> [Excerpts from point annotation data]
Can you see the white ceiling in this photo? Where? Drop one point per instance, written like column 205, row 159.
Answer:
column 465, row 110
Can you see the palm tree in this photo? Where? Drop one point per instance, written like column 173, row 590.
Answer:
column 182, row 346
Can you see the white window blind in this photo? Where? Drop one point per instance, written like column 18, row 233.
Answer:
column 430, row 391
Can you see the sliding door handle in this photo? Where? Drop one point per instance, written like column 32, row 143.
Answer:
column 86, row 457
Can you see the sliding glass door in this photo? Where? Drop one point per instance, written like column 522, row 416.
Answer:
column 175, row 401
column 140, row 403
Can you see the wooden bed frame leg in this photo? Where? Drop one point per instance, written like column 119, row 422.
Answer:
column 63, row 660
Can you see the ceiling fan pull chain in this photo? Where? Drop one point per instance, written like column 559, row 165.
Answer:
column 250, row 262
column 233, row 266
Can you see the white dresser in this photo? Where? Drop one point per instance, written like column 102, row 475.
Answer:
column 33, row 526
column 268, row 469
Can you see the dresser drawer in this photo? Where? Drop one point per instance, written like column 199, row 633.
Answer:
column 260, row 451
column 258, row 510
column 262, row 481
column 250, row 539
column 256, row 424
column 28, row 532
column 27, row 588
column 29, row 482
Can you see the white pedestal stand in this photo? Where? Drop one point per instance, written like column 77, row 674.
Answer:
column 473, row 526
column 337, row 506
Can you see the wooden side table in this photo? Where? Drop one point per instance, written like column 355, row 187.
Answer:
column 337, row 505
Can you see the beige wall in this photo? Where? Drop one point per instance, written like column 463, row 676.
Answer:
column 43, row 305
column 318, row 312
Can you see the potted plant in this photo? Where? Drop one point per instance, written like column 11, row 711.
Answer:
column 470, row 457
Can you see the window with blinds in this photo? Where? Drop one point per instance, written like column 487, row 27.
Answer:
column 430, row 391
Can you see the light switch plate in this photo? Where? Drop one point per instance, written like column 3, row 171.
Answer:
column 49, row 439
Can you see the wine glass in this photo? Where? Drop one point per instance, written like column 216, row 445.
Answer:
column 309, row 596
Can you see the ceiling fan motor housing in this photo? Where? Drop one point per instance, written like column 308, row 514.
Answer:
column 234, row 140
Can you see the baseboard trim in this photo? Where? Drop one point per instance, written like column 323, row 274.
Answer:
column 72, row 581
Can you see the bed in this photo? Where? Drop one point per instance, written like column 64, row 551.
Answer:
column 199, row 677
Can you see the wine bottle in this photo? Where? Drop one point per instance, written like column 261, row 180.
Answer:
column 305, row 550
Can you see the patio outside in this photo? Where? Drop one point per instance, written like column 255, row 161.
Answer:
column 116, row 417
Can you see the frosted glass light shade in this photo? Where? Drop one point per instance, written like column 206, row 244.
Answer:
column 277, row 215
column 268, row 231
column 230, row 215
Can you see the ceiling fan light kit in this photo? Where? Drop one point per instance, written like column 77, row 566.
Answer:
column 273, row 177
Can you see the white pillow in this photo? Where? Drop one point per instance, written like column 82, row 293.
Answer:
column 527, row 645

> [YOUR GOAL]
Reproduce all of the lines above word for word, from the first through the last.

> [RESPONSE]
Can you see the white ceiling in this photo? Where? Drop one point per instance, written like column 205, row 159.
Answer:
column 465, row 110
Can you see the palm tree in this photo? Where? Drop one point per instance, written like column 173, row 590.
Answer:
column 182, row 346
Can you see the white window blind in this photo? Where? Drop one point per instance, written like column 18, row 233.
Answer:
column 430, row 391
Can you see the sliding door handle in this photo? Where? Drop one point per instance, written like column 32, row 143.
Answer:
column 86, row 457
Can you see the sliding glass door in this photo? Where? Drop one point per instance, written like column 522, row 416.
Answer:
column 175, row 401
column 140, row 403
Can you see the wooden bed frame leg in this photo? Where? Drop one point per instance, written like column 119, row 422.
Answer:
column 63, row 660
Can you see the ceiling fan pull chain in this photo? Where? Drop one point per instance, written like column 559, row 165.
Answer:
column 250, row 262
column 233, row 266
Can you see the white dresser in this photo? Where? Drop one point per instance, written like column 102, row 475.
Answer:
column 33, row 526
column 268, row 469
Can you see the dresser drawer in this photo? Where? Drop one point per instance, written like column 199, row 633.
Answer:
column 260, row 451
column 258, row 510
column 262, row 481
column 250, row 539
column 256, row 424
column 28, row 532
column 27, row 588
column 29, row 482
Can you see the white pedestal stand in this photo? Where? Drop one point per instance, written like column 77, row 674.
Answer:
column 473, row 526
column 337, row 506
Can you see the wooden side table in this photo? Where? Drop one point per instance, written like column 355, row 187.
Answer:
column 337, row 505
Can you see the beige wall in this photo? Where? Drop one point per instance, written like column 463, row 676.
Answer:
column 43, row 305
column 318, row 312
Can you see the potted plant in this photo? Where? Drop one point per instance, written like column 11, row 711.
Answer:
column 470, row 457
Can you see the window with blinds in this photo? Where? Drop one point per instance, written like column 487, row 27.
Answer:
column 430, row 391
Can you see the light switch plate in this photo? Where? Drop one point per instance, written like column 3, row 171.
Answer:
column 49, row 439
Can you see the wine glass in this photo? Where? Drop one point per instance, written like column 216, row 445.
Answer:
column 309, row 596
Can you see the ceiling fan motor housing in this photo? Where? Drop one point per instance, written like column 308, row 514.
Answer:
column 234, row 140
Can you see the baseboard trim in this photo? Where? Drop one point per instance, written like column 323, row 274.
Answer:
column 72, row 581
Can you see the bed in this photo? Where? Drop one point per instance, written like column 64, row 551.
Answer:
column 199, row 677
Can you see the wine bottle in this photo? Where? Drop one point per instance, written like column 261, row 180.
Answer:
column 305, row 550
Can you see the patio outside in this photo? Where? Drop one point per instance, written like column 255, row 161.
Answer:
column 116, row 417
Can you see the frosted glass light shade in this photo? Where? Drop one point per instance, written like column 206, row 244.
Answer:
column 277, row 215
column 268, row 231
column 230, row 215
Can you see the ceiling fan light kit in this photo? Where? Drop one point per instance, written like column 77, row 566.
Answer:
column 273, row 177
Can you see the white pillow in this photo? Where? Drop one point per instance, written like column 82, row 293.
Answer:
column 527, row 645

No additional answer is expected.